** Start Exercise data **
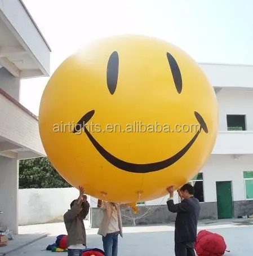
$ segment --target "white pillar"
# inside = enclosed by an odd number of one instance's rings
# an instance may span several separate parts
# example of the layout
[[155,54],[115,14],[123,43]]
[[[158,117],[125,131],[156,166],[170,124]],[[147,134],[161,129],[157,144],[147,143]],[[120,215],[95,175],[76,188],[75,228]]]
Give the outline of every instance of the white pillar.
[[20,79],[12,76],[3,67],[0,68],[0,88],[19,102]]
[[0,156],[0,226],[18,233],[19,161]]

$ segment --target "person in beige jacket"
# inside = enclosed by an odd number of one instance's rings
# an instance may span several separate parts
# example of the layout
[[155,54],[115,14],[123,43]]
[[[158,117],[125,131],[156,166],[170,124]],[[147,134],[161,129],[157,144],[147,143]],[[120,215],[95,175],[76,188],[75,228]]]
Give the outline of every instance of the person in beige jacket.
[[70,209],[64,215],[66,229],[68,232],[67,246],[68,256],[79,256],[86,246],[86,232],[83,220],[88,215],[90,204],[84,189],[79,187],[79,195],[70,204]]
[[126,205],[99,200],[97,207],[104,211],[97,233],[102,236],[105,256],[117,256],[118,235],[123,237],[121,209]]

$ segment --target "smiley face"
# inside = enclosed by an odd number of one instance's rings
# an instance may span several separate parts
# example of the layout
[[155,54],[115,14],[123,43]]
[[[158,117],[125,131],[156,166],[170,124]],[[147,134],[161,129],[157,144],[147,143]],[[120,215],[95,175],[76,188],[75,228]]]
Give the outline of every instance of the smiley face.
[[[214,91],[197,63],[166,42],[135,36],[102,39],[66,59],[43,92],[39,125],[67,181],[129,202],[192,178],[211,152],[218,120]],[[160,131],[136,131],[140,123]]]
** End Exercise data **
**Exercise description:**
Count the lines of the records that contain the string "smiley", treating uppercase and lowercase letters as distinct, and reply with only that number.

**Exercise answer:**
2